++++ Data for the task

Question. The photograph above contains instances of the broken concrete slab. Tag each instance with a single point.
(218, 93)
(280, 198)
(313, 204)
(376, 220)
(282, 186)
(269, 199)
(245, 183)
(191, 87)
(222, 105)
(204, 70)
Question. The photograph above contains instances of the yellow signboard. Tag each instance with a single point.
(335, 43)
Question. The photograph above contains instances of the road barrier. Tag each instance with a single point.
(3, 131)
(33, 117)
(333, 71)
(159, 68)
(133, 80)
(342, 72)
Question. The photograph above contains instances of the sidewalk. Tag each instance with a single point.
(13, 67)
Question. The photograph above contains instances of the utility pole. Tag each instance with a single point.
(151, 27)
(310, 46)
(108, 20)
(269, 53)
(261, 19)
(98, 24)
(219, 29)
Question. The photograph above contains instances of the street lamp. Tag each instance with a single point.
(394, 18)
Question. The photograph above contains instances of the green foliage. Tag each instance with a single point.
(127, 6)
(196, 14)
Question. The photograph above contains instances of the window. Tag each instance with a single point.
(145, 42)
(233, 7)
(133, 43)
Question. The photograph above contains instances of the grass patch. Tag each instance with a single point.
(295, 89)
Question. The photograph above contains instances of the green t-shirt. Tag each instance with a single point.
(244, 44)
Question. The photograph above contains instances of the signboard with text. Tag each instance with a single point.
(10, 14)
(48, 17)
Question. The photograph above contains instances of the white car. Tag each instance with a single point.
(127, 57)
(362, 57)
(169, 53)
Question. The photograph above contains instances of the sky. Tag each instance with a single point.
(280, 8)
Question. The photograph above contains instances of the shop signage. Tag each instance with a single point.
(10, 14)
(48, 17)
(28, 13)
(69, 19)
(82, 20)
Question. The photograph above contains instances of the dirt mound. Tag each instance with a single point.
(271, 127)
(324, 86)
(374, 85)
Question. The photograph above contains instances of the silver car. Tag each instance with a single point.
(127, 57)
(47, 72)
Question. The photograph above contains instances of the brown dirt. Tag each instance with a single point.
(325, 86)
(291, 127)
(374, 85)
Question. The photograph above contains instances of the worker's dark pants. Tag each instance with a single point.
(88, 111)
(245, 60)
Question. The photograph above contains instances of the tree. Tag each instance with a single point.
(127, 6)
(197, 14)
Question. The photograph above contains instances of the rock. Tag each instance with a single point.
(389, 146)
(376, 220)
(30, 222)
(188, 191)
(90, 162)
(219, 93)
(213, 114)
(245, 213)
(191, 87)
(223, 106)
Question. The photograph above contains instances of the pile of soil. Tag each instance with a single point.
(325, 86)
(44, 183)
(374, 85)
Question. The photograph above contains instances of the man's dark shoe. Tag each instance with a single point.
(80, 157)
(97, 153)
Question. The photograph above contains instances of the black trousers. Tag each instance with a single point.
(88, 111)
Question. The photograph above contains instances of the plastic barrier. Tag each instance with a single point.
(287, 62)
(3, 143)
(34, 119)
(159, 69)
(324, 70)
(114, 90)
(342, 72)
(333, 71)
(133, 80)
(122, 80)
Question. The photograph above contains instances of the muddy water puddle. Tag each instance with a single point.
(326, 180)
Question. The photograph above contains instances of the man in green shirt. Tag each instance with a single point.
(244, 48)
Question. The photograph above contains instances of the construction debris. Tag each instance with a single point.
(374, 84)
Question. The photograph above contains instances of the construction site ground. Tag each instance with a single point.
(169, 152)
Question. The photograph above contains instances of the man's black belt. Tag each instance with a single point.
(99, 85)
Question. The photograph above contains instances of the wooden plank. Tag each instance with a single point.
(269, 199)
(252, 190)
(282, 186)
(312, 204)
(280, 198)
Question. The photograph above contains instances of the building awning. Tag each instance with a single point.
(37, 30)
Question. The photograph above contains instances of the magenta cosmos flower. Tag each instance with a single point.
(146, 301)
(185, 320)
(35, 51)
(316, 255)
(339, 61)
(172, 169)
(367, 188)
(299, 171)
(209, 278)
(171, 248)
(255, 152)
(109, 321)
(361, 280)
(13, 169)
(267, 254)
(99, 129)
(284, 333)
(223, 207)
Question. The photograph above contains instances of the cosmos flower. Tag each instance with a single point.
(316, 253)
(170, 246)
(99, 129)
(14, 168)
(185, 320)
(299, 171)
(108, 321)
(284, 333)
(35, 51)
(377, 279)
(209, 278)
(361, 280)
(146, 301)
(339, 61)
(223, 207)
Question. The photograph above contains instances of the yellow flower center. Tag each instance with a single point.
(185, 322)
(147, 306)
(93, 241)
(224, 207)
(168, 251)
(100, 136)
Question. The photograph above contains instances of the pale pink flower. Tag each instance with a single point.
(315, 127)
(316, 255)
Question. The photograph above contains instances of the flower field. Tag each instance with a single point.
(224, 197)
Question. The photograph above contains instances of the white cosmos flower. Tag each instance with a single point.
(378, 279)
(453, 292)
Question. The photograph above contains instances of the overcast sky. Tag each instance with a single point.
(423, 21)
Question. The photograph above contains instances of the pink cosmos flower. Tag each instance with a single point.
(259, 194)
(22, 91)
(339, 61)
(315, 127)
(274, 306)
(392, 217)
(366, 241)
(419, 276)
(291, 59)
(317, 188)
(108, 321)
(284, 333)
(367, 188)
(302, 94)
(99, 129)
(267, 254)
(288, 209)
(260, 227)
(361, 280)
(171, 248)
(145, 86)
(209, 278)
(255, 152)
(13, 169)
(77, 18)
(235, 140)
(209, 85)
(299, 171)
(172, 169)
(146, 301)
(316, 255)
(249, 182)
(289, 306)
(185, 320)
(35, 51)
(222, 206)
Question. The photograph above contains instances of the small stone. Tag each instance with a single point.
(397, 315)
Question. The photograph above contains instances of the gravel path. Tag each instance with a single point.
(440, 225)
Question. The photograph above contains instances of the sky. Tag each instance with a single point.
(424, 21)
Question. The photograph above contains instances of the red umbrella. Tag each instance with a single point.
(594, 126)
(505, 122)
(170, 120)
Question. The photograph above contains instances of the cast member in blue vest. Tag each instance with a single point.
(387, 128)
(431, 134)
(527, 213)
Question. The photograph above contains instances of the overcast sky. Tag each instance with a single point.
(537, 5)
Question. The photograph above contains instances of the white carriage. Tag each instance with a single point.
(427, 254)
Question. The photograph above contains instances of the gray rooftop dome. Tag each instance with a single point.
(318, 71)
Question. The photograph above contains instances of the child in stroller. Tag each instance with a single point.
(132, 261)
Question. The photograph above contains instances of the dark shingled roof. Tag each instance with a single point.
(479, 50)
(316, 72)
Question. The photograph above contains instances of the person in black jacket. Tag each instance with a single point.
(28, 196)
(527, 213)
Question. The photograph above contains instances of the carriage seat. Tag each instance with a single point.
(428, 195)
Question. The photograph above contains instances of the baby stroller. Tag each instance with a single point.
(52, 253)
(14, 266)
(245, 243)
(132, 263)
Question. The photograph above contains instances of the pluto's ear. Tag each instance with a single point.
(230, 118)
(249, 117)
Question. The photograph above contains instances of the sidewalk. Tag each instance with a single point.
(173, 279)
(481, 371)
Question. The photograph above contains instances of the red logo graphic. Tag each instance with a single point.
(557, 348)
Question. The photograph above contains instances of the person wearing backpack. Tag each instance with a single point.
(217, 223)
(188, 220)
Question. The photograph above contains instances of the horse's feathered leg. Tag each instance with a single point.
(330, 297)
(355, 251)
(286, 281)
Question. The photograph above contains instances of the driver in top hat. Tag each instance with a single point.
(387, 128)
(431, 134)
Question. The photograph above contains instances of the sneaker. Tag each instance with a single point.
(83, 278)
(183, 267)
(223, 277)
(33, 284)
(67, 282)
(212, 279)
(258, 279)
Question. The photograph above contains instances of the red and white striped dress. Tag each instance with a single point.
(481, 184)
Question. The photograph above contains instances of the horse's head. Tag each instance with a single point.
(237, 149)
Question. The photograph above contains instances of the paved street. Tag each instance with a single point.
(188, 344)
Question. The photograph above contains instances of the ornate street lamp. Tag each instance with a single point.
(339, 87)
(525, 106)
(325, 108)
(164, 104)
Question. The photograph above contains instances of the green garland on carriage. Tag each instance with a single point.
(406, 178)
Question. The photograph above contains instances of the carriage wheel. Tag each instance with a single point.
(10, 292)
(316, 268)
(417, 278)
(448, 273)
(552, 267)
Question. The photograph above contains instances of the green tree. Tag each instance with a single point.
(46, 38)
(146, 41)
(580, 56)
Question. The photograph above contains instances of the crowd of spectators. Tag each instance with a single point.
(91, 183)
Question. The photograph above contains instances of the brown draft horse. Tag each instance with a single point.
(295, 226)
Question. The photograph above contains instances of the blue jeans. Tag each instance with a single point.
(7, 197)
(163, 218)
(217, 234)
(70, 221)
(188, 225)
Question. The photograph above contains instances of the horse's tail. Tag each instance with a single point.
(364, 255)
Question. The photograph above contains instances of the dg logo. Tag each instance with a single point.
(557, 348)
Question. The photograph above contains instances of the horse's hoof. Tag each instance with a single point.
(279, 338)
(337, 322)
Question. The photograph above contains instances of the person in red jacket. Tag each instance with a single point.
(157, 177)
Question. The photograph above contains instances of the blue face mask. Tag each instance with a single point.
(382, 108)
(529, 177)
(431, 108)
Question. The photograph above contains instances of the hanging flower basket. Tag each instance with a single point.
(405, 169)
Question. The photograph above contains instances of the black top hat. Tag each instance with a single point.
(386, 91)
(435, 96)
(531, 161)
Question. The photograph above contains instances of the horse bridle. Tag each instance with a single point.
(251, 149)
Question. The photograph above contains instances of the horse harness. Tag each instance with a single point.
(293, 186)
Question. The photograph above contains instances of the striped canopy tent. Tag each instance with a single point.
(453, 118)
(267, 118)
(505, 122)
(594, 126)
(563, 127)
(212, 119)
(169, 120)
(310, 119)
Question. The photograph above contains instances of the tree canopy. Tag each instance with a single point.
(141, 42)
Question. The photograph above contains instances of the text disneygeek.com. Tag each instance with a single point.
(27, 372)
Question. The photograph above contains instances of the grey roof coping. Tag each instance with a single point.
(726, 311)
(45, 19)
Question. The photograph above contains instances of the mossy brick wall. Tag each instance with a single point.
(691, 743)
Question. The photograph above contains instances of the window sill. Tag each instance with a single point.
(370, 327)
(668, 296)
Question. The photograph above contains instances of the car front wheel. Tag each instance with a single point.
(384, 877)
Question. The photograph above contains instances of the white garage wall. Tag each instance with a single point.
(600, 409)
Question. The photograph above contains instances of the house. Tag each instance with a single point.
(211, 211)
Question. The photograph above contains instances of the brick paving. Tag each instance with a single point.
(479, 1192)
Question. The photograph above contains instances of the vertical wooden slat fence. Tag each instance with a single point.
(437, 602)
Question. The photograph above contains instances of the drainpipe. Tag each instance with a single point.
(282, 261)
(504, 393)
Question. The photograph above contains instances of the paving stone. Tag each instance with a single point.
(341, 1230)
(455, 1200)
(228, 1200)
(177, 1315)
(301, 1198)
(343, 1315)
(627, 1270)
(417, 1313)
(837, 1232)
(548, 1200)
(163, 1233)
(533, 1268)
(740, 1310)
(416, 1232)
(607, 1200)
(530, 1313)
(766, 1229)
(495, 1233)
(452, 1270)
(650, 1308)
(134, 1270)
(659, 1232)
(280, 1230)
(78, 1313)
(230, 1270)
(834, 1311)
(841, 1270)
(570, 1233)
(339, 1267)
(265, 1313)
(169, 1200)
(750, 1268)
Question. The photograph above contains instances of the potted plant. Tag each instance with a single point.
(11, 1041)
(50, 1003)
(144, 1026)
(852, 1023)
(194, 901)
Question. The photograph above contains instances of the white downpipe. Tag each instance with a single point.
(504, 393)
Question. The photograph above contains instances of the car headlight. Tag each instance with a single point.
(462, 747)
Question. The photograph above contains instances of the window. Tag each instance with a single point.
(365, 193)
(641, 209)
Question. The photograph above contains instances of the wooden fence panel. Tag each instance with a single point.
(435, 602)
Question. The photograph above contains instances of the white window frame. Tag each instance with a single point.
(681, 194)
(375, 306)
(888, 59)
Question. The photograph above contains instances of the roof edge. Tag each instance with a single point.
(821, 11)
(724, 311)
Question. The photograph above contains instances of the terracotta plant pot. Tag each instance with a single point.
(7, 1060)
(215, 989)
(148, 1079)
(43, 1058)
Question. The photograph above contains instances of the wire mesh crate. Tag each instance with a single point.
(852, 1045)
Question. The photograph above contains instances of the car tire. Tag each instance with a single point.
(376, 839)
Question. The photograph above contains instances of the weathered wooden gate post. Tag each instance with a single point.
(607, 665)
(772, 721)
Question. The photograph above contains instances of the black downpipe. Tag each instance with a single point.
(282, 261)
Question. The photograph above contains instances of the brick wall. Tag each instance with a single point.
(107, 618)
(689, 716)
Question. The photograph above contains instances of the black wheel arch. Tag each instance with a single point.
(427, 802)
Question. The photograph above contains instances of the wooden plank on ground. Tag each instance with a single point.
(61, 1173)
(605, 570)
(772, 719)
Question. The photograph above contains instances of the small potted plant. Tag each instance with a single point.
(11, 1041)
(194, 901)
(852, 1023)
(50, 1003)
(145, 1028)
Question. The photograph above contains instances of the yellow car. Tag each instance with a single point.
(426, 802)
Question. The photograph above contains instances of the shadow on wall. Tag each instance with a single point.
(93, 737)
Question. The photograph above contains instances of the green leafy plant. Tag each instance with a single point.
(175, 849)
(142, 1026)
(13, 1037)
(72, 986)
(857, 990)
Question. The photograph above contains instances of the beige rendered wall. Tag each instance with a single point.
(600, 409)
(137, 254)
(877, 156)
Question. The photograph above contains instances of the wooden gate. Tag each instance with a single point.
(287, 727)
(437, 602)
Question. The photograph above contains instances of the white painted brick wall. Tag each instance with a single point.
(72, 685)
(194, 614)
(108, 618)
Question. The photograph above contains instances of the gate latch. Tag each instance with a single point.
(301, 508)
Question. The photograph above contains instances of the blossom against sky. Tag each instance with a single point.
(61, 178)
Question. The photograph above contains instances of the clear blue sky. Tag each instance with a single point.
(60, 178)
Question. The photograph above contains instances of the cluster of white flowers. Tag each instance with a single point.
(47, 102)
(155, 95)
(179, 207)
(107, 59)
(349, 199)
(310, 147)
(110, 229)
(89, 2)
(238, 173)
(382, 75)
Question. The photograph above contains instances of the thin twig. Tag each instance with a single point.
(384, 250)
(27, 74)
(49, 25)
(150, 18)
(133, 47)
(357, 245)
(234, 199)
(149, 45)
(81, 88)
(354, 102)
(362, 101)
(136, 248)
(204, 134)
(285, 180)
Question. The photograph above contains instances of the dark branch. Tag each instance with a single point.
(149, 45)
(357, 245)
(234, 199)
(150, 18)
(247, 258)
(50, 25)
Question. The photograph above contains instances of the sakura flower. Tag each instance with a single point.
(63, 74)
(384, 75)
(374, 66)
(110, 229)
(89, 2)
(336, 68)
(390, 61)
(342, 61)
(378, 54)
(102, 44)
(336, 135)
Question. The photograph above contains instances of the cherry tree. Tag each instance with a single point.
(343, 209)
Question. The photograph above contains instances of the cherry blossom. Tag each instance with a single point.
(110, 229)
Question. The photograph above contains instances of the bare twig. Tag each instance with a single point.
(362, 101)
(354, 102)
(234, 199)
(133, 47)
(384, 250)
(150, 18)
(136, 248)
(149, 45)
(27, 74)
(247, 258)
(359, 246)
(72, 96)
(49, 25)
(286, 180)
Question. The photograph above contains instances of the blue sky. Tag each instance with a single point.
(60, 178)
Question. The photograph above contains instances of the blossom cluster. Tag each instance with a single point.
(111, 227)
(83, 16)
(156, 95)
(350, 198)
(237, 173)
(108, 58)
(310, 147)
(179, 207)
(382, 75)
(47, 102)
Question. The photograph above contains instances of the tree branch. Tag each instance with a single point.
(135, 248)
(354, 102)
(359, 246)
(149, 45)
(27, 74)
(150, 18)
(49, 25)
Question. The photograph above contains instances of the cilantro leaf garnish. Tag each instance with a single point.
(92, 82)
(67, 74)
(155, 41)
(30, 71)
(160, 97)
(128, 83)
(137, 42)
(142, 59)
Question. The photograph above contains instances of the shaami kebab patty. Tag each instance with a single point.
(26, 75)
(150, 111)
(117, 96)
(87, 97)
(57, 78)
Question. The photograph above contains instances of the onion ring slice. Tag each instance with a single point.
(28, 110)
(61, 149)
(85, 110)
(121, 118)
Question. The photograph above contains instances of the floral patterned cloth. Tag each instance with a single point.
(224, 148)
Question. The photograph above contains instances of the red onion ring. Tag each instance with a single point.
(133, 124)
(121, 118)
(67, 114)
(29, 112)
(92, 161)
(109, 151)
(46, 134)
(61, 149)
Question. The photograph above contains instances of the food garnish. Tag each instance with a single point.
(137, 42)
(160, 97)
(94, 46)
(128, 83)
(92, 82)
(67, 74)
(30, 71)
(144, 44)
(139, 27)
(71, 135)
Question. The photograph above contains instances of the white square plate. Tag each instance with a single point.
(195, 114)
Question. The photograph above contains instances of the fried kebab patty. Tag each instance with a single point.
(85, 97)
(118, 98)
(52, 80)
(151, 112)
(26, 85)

++++++++

* _Task details_:
From the line that contains "Question. The photograph above contains instances of the floral" through the final line of the entries above, every line must be reproduced exactly and nothing more.

* _Answer area_:
Question. The photograph above contains instances of the floral patterned cloth. Tag each instance with a single point.
(224, 148)
Question. The photograph above contains instances of the red onion ring. Tag each instance with a single point.
(133, 124)
(121, 118)
(67, 114)
(29, 112)
(92, 161)
(109, 151)
(46, 134)
(61, 149)
Question. The photograph above contains instances of the food garnish. Tag each instance with a single point.
(137, 42)
(160, 97)
(94, 46)
(128, 83)
(92, 82)
(67, 74)
(30, 71)
(144, 44)
(139, 27)
(71, 135)
Question. The photograph above contains instances of the white square plate. Tag each instance with a single point.
(195, 114)
Question. The photograph above contains instances of the fried kebab patty. Tag each instance with a single point.
(85, 97)
(118, 98)
(52, 80)
(151, 112)
(26, 85)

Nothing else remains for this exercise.